#### [What to work on]
Give the data again in full, without pictures.

Natural language region descriptions:
====================

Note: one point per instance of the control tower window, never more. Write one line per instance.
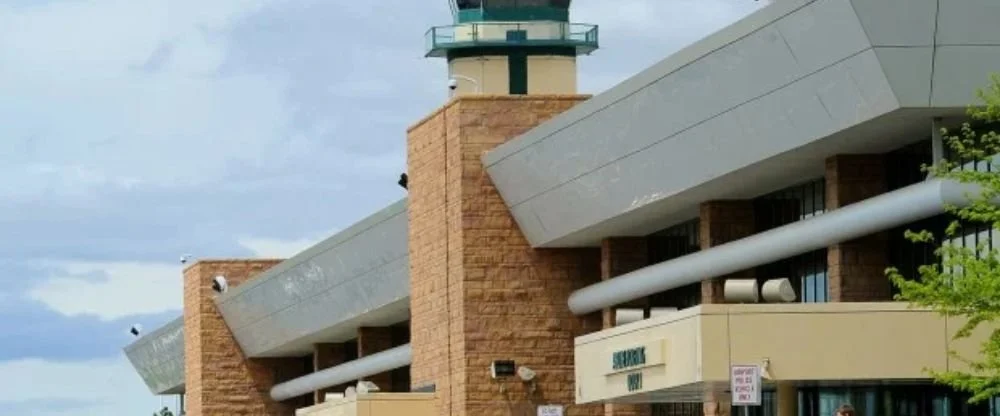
(475, 4)
(468, 4)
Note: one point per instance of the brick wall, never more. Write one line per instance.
(721, 222)
(219, 379)
(619, 256)
(479, 292)
(856, 268)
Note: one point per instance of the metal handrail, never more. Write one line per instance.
(573, 33)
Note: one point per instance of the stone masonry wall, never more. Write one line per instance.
(220, 380)
(721, 222)
(619, 256)
(479, 292)
(856, 268)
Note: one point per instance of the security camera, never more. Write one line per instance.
(219, 284)
(404, 180)
(365, 387)
(526, 374)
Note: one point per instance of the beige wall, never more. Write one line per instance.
(490, 71)
(800, 342)
(551, 75)
(377, 404)
(546, 75)
(497, 32)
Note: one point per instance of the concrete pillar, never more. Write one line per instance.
(220, 380)
(721, 222)
(372, 340)
(621, 255)
(479, 291)
(328, 355)
(856, 269)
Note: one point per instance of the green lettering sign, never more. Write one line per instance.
(634, 382)
(628, 358)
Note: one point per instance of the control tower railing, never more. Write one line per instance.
(581, 36)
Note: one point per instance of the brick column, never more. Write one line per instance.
(327, 355)
(219, 379)
(856, 269)
(619, 256)
(721, 222)
(478, 291)
(372, 340)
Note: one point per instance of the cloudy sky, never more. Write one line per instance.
(132, 131)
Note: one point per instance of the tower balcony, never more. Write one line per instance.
(581, 36)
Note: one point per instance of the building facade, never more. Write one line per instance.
(574, 252)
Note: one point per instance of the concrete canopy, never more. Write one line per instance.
(158, 357)
(358, 277)
(750, 109)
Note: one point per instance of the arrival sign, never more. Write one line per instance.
(745, 385)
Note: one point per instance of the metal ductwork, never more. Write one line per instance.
(857, 220)
(350, 371)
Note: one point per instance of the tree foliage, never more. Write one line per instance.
(965, 281)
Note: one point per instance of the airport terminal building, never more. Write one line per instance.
(566, 254)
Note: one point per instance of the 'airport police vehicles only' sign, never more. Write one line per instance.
(745, 384)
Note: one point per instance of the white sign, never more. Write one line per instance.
(550, 410)
(745, 384)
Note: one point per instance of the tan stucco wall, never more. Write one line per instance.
(546, 75)
(497, 31)
(378, 404)
(551, 75)
(490, 71)
(800, 342)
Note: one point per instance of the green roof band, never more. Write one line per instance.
(580, 36)
(518, 14)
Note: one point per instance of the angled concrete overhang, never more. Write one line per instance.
(358, 277)
(750, 109)
(685, 356)
(158, 357)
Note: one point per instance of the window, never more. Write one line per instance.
(899, 400)
(676, 241)
(807, 271)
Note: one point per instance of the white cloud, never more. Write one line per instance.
(81, 63)
(89, 388)
(111, 290)
(277, 248)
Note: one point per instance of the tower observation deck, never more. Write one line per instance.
(512, 46)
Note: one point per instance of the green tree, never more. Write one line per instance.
(965, 281)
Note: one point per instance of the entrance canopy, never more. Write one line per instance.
(686, 356)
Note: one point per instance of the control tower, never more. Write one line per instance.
(512, 46)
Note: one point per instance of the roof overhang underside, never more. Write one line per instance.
(358, 277)
(750, 109)
(688, 354)
(158, 357)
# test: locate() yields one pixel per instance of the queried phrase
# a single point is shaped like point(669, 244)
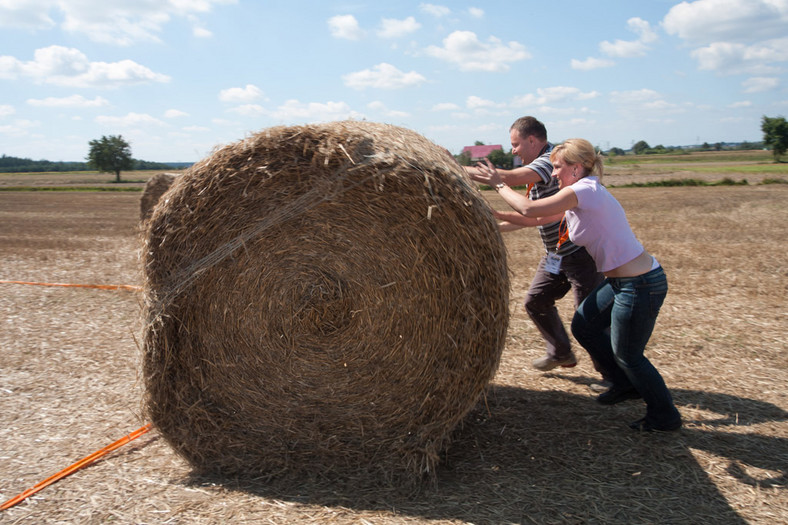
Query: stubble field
point(538, 449)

====================

#### [Task output]
Note: one point per instance of the control tower window, never more. Write one line per instance.
(475, 4)
(468, 4)
Note: one point per instance of the brick wall, never more. Write one line per instance.
(721, 222)
(219, 379)
(619, 256)
(479, 292)
(856, 268)
Note: one point per instance of the metal handrail, never more. Write one line per instance.
(573, 33)
Note: one point per instance of the stone masonry wall, never more. Write one line per instance.
(220, 380)
(721, 222)
(619, 256)
(479, 292)
(856, 268)
Note: one point per instance of the security camera, never more. Write one line per instance.
(219, 284)
(404, 180)
(365, 387)
(526, 374)
Note: one point per instance of the beige wall, never more. Write one line per instance.
(490, 71)
(800, 342)
(551, 75)
(377, 404)
(546, 75)
(497, 32)
Note: one point per instance of the concrete pillar, never more. Write one line per instance.
(220, 380)
(721, 222)
(372, 340)
(621, 255)
(479, 291)
(328, 355)
(856, 269)
Note: one point per instance of the green lettering sign, never more. Write one line per instance.
(634, 382)
(628, 358)
Note: one point per instance of the control tower railing, never more. Write one line per instance.
(581, 36)
Note: one point per instance of the brick column, never more. Write one line per instance.
(327, 355)
(219, 379)
(856, 269)
(619, 256)
(721, 222)
(478, 291)
(372, 340)
Note: one point per instance of the cloudy sky, never more. Write one line per instance.
(132, 131)
Note: one point per instance of the tower balcony, never more. Write one line per instance.
(581, 36)
Note: one point per instance of the building facade, never more. Write one line per instance.
(574, 252)
Note: one point per instance of the concrete canopy, never more. Write one line per instance.
(158, 357)
(358, 277)
(750, 109)
Note: one point per instance of the arrival sign, never more. Write one line per instance.
(745, 385)
Note: one point per instance of the metal ductwork, never more. Write one line per instance.
(857, 220)
(350, 371)
Note: one point per instance of the tree foliage, never more. Write one line per instance.
(965, 281)
Note: one point per instance of the airport terminal building, never more. Write one line per instance.
(566, 254)
Note: one point per instance of the 'airport police vehicles only' sign, never more. Write one line per instance.
(745, 384)
Note: one point per instance of the white sign, never more. Write one line per instance.
(550, 410)
(745, 384)
Note: one point per instance of the tan stucco wall, never more. Write one line per instance.
(546, 75)
(497, 31)
(378, 404)
(551, 75)
(490, 71)
(800, 342)
Note: one point per instance of the green roof band, never more. Write one line per instance.
(580, 36)
(518, 14)
Note: one point per instance of the angled concrete overhang, never more. Write one line per instance.
(358, 277)
(750, 109)
(685, 356)
(158, 357)
Note: one point per instance of the window, never more. Write one line per instance.
(899, 400)
(676, 241)
(807, 271)
Note: one point per instance of the white cloud, never more. Write one line per instance.
(81, 63)
(89, 388)
(111, 290)
(277, 248)
Note: one point per instance of the tower observation deck, never more. Write one line per instance.
(512, 46)
Note: one point per instance of the green tree, never more. Write one line per instance.
(965, 281)
Note: one point per instance of the entrance canopy, never more. Write one line per instance.
(686, 356)
Note: one point per instance of the control tower, never more. Write one line per instance.
(512, 46)
Note: one point per instance of the roof overhang underside, never more. Write one line per instance.
(358, 277)
(750, 109)
(688, 354)
(158, 357)
# test: locate() yields one pixel per instance of the queried phrase
# a single point is shaped like point(669, 244)
Query: stubble field
point(538, 449)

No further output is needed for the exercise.